#### [Exercise goal]
Return all of the entries below exactly as they are given.
═════ Data for processing ═════
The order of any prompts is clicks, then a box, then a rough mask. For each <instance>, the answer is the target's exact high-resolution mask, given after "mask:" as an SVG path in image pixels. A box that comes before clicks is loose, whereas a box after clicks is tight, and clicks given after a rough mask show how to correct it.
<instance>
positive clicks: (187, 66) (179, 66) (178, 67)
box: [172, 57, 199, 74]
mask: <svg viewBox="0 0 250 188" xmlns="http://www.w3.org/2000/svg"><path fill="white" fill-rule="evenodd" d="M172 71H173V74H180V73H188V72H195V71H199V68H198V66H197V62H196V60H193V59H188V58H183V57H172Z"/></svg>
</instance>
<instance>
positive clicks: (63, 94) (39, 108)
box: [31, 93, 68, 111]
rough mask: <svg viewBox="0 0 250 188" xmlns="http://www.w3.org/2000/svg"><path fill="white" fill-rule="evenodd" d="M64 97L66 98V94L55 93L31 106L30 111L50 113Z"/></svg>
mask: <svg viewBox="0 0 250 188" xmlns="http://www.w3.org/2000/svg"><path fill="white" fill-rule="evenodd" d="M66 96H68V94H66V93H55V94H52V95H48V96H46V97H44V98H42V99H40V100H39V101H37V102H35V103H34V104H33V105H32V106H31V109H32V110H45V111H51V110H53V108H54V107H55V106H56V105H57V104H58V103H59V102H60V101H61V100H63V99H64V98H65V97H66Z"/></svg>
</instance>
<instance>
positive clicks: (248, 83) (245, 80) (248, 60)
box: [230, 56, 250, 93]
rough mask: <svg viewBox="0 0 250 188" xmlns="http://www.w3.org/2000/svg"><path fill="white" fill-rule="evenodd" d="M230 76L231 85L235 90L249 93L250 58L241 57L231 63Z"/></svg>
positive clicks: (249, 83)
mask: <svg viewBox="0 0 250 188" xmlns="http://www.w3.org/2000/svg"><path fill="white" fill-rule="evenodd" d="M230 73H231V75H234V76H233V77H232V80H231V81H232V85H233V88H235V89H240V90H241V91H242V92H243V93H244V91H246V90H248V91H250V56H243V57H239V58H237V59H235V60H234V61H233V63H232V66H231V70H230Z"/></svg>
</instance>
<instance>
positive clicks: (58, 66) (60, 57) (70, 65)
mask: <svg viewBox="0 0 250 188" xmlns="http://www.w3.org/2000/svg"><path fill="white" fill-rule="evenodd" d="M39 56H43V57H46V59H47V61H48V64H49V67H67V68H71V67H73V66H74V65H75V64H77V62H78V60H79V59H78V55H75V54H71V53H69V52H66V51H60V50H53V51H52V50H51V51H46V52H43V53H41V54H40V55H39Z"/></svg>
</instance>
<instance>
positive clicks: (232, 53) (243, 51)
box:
═════
#### [Expected output]
The order of any prompts is clicks, then a box, then a rough mask. For each <instance>, the answer is the target's exact high-resolution mask, given after "mask:" as an SVG path in image pixels. A box that comes before clicks is loose, whereas a box after clicks is tight, and clicks given after a rough mask show how to correct it.
<instance>
positive clicks: (187, 66) (179, 66) (178, 67)
box: [172, 57, 199, 74]
mask: <svg viewBox="0 0 250 188" xmlns="http://www.w3.org/2000/svg"><path fill="white" fill-rule="evenodd" d="M172 71H173V74H180V73H188V72H195V71H199V68H198V66H197V62H196V60H193V59H188V58H183V57H172Z"/></svg>
</instance>
<instance>
positive clicks: (63, 94) (39, 108)
box: [31, 93, 68, 111]
rough mask: <svg viewBox="0 0 250 188" xmlns="http://www.w3.org/2000/svg"><path fill="white" fill-rule="evenodd" d="M64 97L66 98V94L55 93L31 106L30 111L50 113Z"/></svg>
mask: <svg viewBox="0 0 250 188" xmlns="http://www.w3.org/2000/svg"><path fill="white" fill-rule="evenodd" d="M66 96H68V94H66V93H55V94H52V95H48V96H46V97H44V98H42V99H40V100H39V101H37V102H35V103H34V104H33V105H32V106H31V109H32V110H45V111H51V110H53V108H54V107H55V106H56V105H57V104H58V103H59V102H60V101H61V100H63V99H64V98H65V97H66Z"/></svg>
</instance>
<instance>
positive clicks: (248, 83) (245, 80) (248, 60)
box: [230, 56, 250, 93]
rough mask: <svg viewBox="0 0 250 188" xmlns="http://www.w3.org/2000/svg"><path fill="white" fill-rule="evenodd" d="M230 76L231 85L235 90L249 93L250 58L241 57L231 63Z"/></svg>
positive clicks: (249, 83)
mask: <svg viewBox="0 0 250 188" xmlns="http://www.w3.org/2000/svg"><path fill="white" fill-rule="evenodd" d="M230 73H231V75H234V76H233V77H232V80H231V81H232V85H233V88H235V89H240V90H241V91H242V92H243V93H244V91H246V90H248V91H250V56H243V57H239V58H237V59H235V60H234V61H233V63H232V66H231V70H230Z"/></svg>
</instance>
<instance>
positive clicks: (58, 66) (60, 57) (70, 65)
mask: <svg viewBox="0 0 250 188" xmlns="http://www.w3.org/2000/svg"><path fill="white" fill-rule="evenodd" d="M39 56H43V57H46V59H47V61H48V64H49V67H67V68H71V67H73V66H74V65H75V64H77V62H78V60H79V59H78V55H75V54H71V53H69V52H66V51H60V50H53V51H52V50H51V51H46V52H43V53H41V54H40V55H39Z"/></svg>
</instance>
<instance>
positive clicks: (232, 53) (243, 51)
box:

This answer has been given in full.